**Assigned task:** All lines below containing "shirt" are to be listed.

Referring expression data
-----
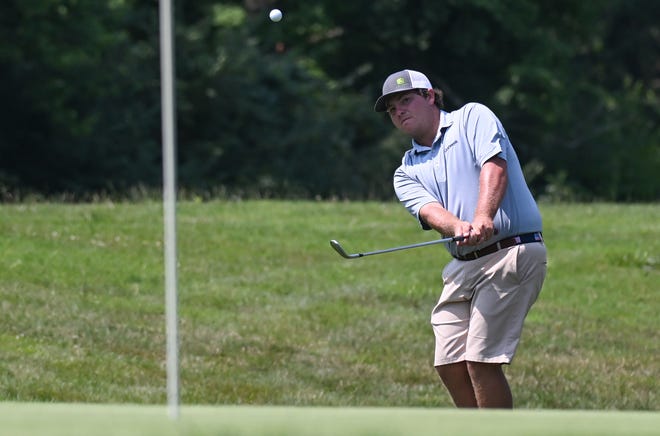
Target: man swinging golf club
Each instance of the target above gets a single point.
(462, 178)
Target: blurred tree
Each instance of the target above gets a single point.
(284, 109)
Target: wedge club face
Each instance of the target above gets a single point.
(339, 249)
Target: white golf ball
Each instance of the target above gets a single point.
(275, 15)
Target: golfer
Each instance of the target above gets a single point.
(462, 178)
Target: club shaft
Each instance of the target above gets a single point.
(389, 250)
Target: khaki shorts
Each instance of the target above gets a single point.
(484, 302)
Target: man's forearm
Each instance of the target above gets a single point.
(492, 186)
(439, 218)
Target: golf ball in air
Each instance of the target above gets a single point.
(275, 15)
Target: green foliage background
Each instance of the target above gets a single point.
(284, 109)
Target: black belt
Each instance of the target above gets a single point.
(504, 243)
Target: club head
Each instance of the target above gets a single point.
(334, 244)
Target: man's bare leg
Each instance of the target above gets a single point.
(456, 379)
(490, 386)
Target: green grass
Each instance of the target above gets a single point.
(127, 420)
(271, 315)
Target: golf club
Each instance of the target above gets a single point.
(338, 248)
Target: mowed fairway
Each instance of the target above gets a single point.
(128, 420)
(271, 316)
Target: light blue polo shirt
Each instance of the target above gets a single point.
(448, 172)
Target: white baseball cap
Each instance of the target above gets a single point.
(401, 81)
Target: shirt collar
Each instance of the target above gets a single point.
(446, 120)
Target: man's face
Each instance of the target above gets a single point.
(411, 112)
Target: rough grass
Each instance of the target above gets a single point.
(270, 314)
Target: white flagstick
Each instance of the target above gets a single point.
(169, 204)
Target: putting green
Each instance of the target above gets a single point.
(55, 419)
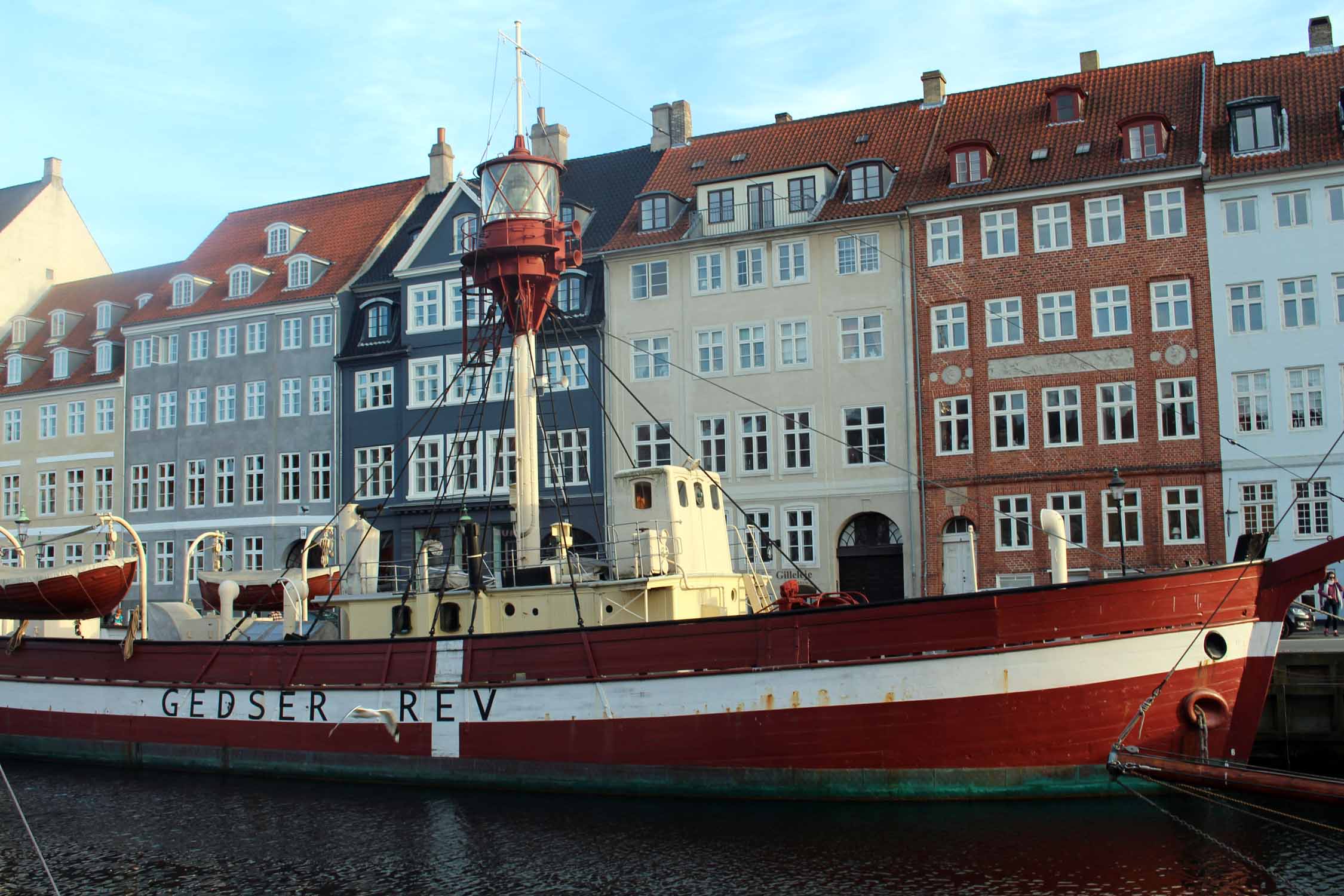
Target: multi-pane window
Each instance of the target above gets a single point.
(751, 347)
(1003, 321)
(792, 262)
(1305, 398)
(999, 233)
(1062, 409)
(1178, 409)
(651, 358)
(652, 444)
(223, 481)
(374, 389)
(1008, 421)
(800, 533)
(861, 337)
(74, 490)
(291, 476)
(1117, 412)
(256, 401)
(76, 418)
(749, 266)
(1105, 220)
(794, 349)
(754, 438)
(254, 478)
(949, 327)
(226, 403)
(1259, 507)
(167, 483)
(944, 241)
(1293, 210)
(195, 484)
(1057, 317)
(1253, 403)
(1125, 521)
(374, 472)
(952, 417)
(1314, 508)
(708, 351)
(714, 444)
(320, 394)
(197, 401)
(864, 434)
(1299, 301)
(1239, 215)
(1012, 523)
(708, 273)
(140, 487)
(1072, 505)
(1171, 305)
(103, 489)
(1183, 511)
(1053, 228)
(797, 440)
(291, 397)
(1165, 213)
-----
**Result of the task:**
Target: light blue polo shirt
Target: shirt collar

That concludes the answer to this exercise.